EXTRAIT À LIRE
_ _ _
«Dalíland»: le monde pas toujours merveilleux du maître surréaliste

À New York, en 1974, le jeune James est chargé par son employeur galeriste de s’acquitter d’une tâche en apparence fort simple. Ladite mission consiste à remettre une enveloppe pleine d’argent à Gala Dalí, qui séjourne comme chaque hiver à l’hôtel St. Regis en compagnie de son célèbre mari, le peintre Salvador Dalí. Mais comme le découvrira bientôt James, dès lors qu’on entre en orbite autour de ce couple-là, rien n’est simple. Réalisé par la trop rare Mary Harron, à qui l’on doit les formidables I Shot Andy Warhol et American Psycho, Dalíland s’intéresse à la relation tumultueuse entre Gala et Salvador Dalí avec, en toile de fond, un milieu des arts en mutation.
« C’était un mariage tellement compliqué : fabuleux à certains égards, affreux à d’autres », explique la cinéaste lors d’un entretien exclusif.
« Quelqu’un a dit un jour que personne n’a fait autant que Gala pour promouvoir la carrière de Salvador Dalí, et que personne n’a fait autant qu’elle pour la détruire. Elle était cette incroyable force inspiratrice et nourricière, mais en même temps, à cause de sa cupidité et de sa peur viscérale de manquer d’argent, elle a poussé son mari à peindre et à surpeindre. Sauf qu’elle avait été très pauvre, d’où sa peur… Leur mariage a duré des décennies. Quand elle est morte, il en a été anéanti. Leur relation symbiotique, malgré les querelles incessantes, m’a fascinée. »
_ _ _
ENTRÉES FOURNIES
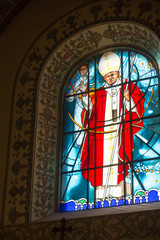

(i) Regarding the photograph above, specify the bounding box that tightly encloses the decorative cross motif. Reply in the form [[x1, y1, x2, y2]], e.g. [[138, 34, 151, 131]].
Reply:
[[52, 218, 73, 240]]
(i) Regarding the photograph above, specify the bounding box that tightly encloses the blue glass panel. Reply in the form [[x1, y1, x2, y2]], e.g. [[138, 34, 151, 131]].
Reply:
[[111, 199, 116, 207], [133, 160, 160, 195]]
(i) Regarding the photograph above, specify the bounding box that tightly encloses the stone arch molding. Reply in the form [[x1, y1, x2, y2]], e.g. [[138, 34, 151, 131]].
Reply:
[[31, 22, 160, 221]]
_ _ _
CE QU'IL FAUT FAIRE
Extrayez l'article sur le film Dalíland dans son intégralité, sans y changer un mot.

RÉSULTAT
«Dalíland»: le monde pas toujours merveilleux du maître surréaliste

À New York, en 1974, le jeune James est chargé par son employeur galeriste de s’acquitter d’une tâche en apparence fort simple. Ladite mission consiste à remettre une enveloppe pleine d’argent à Gala Dalí, qui séjourne comme chaque hiver à l’hôtel St. Regis en compagnie de son célèbre mari, le peintre Salvador Dalí. Mais comme le découvrira bientôt James, dès lors qu’on entre en orbite autour de ce couple-là, rien n’est simple. Réalisé par la trop rare Mary Harron, à qui l’on doit les formidables I Shot Andy Warhol et American Psycho, Dalíland s’intéresse à la relation tumultueuse entre Gala et Salvador Dalí avec, en toile de fond, un milieu des arts en mutation.
« C’était un mariage tellement compliqué : fabuleux à certains égards, affreux à d’autres », explique la cinéaste lors d’un entretien exclusif.
« Quelqu’un a dit un jour que personne n’a fait autant que Gala pour promouvoir la carrière de Salvador Dalí, et que personne n’a fait autant qu’elle pour la détruire. Elle était cette incroyable force inspiratrice et nourricière, mais en même temps, à cause de sa cupidité et de sa peur viscérale de manquer d’argent, elle a poussé son mari à peindre et à surpeindre. Sauf qu’elle avait été très pauvre, d’où sa peur… Leur mariage a duré des décennies. Quand elle est morte, il en a été anéanti. Leur relation symbiotique, malgré les querelles incessantes, m’a fascinée. »